▶ WORK REQUEST: Every record below must be retyped exactly, with the pictures left out.

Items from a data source
------------------------
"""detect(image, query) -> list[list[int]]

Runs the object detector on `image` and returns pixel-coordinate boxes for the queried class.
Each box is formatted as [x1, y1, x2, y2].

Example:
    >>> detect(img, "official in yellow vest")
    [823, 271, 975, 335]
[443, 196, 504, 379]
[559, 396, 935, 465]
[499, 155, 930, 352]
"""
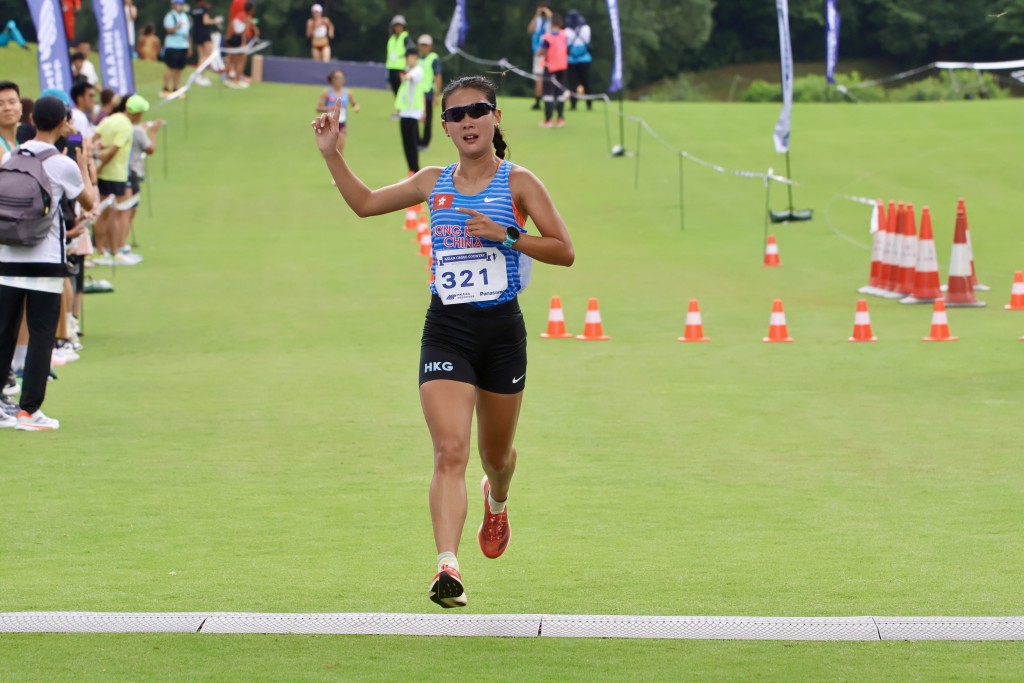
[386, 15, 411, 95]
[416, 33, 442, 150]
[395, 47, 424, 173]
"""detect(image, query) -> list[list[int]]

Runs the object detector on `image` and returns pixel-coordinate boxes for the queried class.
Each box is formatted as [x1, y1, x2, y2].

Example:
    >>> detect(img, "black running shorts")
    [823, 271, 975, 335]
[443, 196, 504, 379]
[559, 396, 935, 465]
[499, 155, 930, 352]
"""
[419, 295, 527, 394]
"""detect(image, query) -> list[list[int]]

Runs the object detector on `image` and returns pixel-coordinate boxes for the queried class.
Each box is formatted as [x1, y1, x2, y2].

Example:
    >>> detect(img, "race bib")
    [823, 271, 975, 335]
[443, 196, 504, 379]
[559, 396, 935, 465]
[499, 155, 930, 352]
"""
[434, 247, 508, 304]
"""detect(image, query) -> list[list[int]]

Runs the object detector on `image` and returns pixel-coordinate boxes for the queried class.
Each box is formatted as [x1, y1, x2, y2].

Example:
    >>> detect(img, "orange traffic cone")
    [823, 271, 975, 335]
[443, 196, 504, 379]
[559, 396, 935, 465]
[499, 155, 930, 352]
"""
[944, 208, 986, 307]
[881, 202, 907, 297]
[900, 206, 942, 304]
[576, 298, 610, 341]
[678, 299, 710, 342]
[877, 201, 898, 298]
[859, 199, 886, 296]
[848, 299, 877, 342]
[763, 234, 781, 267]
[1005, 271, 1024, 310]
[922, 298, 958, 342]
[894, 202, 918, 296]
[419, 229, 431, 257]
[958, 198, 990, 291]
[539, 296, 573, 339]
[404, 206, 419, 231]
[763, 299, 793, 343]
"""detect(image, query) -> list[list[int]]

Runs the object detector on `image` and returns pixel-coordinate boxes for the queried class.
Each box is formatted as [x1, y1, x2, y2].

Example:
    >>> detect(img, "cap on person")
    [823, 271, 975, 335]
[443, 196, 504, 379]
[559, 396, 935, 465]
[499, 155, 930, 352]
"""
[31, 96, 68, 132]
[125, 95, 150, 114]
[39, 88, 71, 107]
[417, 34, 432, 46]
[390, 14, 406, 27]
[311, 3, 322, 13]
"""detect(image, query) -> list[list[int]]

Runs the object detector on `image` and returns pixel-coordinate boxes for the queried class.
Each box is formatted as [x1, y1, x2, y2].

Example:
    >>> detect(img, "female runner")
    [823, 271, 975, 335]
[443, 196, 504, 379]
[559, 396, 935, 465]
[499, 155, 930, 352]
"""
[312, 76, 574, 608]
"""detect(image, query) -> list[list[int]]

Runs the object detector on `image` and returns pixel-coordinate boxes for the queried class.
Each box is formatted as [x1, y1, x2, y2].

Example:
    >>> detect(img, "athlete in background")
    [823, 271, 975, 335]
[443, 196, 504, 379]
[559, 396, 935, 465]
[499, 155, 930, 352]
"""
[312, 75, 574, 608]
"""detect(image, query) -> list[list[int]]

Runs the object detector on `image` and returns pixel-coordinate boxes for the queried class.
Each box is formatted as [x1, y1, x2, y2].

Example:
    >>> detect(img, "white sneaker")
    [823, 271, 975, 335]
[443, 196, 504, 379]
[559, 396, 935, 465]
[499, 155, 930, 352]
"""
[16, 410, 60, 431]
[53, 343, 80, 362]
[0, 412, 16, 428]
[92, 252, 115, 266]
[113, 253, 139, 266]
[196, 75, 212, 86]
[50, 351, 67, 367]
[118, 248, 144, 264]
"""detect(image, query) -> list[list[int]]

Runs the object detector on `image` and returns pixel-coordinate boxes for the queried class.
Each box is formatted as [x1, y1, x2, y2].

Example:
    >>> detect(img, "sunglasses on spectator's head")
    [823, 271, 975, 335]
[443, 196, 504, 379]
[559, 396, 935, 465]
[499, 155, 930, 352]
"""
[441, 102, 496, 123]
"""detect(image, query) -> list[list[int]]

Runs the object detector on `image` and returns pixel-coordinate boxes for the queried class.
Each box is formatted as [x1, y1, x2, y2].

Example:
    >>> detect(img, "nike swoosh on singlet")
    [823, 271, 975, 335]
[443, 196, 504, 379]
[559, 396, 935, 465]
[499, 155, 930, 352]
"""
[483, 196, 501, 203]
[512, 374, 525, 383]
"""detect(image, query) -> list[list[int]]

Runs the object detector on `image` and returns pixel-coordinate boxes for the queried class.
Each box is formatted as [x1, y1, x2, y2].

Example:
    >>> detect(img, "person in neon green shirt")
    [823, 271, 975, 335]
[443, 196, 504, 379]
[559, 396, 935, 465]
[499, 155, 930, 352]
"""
------------------------
▶ SOLUTION TO THE PROBLEM:
"""detect(image, query) -> list[list[int]]

Runs the object detector on `image` and returns pixel-coordinate boxes for the queried class.
Each box is formatted as [x1, y1, x2, y2].

Example:
    >>> detect(img, "official in yellow vest")
    [823, 271, 975, 335]
[443, 196, 504, 379]
[559, 396, 935, 465]
[499, 155, 930, 352]
"""
[386, 15, 411, 95]
[416, 33, 442, 150]
[395, 47, 424, 173]
"""detect(image, query) -> list[list[int]]

Runs the object detector on `image` and returns pixel-coordinate boxes for the queried class.
Each box is formatted as [x1, y1, x2, y2].

Example:
    >>> detect(img, "black running shorts")
    [823, 271, 975, 335]
[443, 196, 504, 379]
[559, 396, 935, 465]
[499, 155, 930, 352]
"""
[419, 295, 527, 394]
"""detect(image, query) -> list[list[int]]

Runs the object detector on `image` and returns pixel-coordinate boxes for the queried class.
Each box is formatted as [x1, y1, x2, y2].

Example:
    >>> detect(img, "race bib")
    [823, 271, 975, 335]
[443, 196, 504, 379]
[559, 396, 935, 465]
[499, 155, 930, 352]
"""
[434, 247, 508, 304]
"""detect(image, query) -> list[list[int]]

Runs the object detector on `image` and returns pixel-coordinate boxes for the queried class.
Each box is formatted as [x1, y1, x2, y2].

Example:
    >>> detect(img, "orange traffic cone")
    [823, 271, 975, 335]
[443, 196, 504, 379]
[559, 396, 935, 465]
[499, 155, 930, 352]
"""
[944, 208, 986, 307]
[881, 202, 907, 297]
[900, 206, 942, 304]
[576, 298, 610, 341]
[678, 299, 710, 342]
[877, 201, 898, 298]
[859, 199, 886, 296]
[848, 299, 877, 342]
[763, 234, 781, 267]
[1005, 271, 1024, 310]
[922, 298, 958, 342]
[894, 202, 918, 296]
[419, 229, 431, 257]
[958, 198, 990, 291]
[539, 296, 573, 339]
[404, 206, 419, 231]
[763, 299, 793, 343]
"""detect(image, query) -> list[list[int]]

Runs the object detector on `image` and returns pixel-coordinate boxes for the queried class.
Each box is formatted as [x1, y1, x2, y2].

Example:
    >>> detect(img, "cap on person")
    [823, 271, 975, 335]
[443, 196, 504, 379]
[559, 396, 935, 465]
[499, 155, 930, 352]
"""
[31, 96, 68, 132]
[125, 95, 150, 114]
[39, 88, 71, 107]
[417, 34, 432, 46]
[390, 14, 406, 27]
[311, 3, 322, 13]
"""detect(image, query) -> list[list[int]]

Runs the object detector on `image` and returns pixel-coordinate boxes for the queried class.
Each box is formatted as [x1, y1, x2, y2].

Example:
    >>> detect(img, "female runner")
    [823, 271, 975, 335]
[443, 196, 504, 379]
[559, 396, 935, 465]
[499, 155, 930, 352]
"""
[312, 76, 574, 608]
"""detect(image, query) -> list[list[int]]

Runs the object detector on `image` and returns pixel-coordinate boxes for the queried class.
Each box is formatted as [x1, y1, x2, y2].

Example:
    >>> detect(img, "athlete in background")
    [823, 271, 975, 335]
[443, 196, 504, 379]
[559, 396, 935, 465]
[499, 155, 930, 352]
"""
[312, 75, 574, 608]
"""detect(image, query) -> list[list[int]]

Runs the object detector on `image` and returns pixel-coordinate boxes for the queried class.
Each box is formatted as [x1, y1, x2, y2].

Example:
    >>> detect(img, "white sneaker")
    [823, 271, 975, 335]
[443, 196, 504, 379]
[559, 396, 935, 465]
[499, 155, 930, 352]
"""
[16, 410, 60, 431]
[53, 343, 80, 362]
[0, 412, 16, 428]
[92, 252, 115, 266]
[113, 253, 139, 266]
[196, 75, 212, 86]
[50, 351, 67, 367]
[118, 248, 144, 264]
"""detect(image, query) -> list[list[int]]

Runs the object detector on `image` and returns pixel-coordinate boxes for the queried class.
Each box is formatted as [x1, y1, x2, y2].

Example:
    >>> detect(img, "sunglasses on spectator's head")
    [823, 271, 975, 335]
[443, 196, 504, 379]
[559, 396, 935, 465]
[499, 155, 930, 352]
"""
[441, 102, 496, 123]
"""detect(image, query) -> list[list[int]]

Runs the object detector on `image` and returns pixel-coordinate boxes for the queried class.
Each box is formatted as [x1, y1, x2, y2].

Example:
    >>> detect(img, "nike swoosh on singlet")
    [823, 271, 975, 335]
[443, 196, 504, 379]
[559, 396, 935, 465]
[499, 155, 930, 352]
"""
[483, 196, 501, 203]
[512, 374, 525, 383]
"""detect(image, query) -> list[list[int]]

Runs the object detector on `image` and returns pixel-coordinate boxes for the queried class.
Each box is formatted as [x1, y1, x2, y2].

Example:
    >>> detect(img, "person in neon green shirt")
    [823, 271, 975, 335]
[443, 196, 504, 379]
[559, 396, 935, 465]
[499, 155, 930, 352]
"""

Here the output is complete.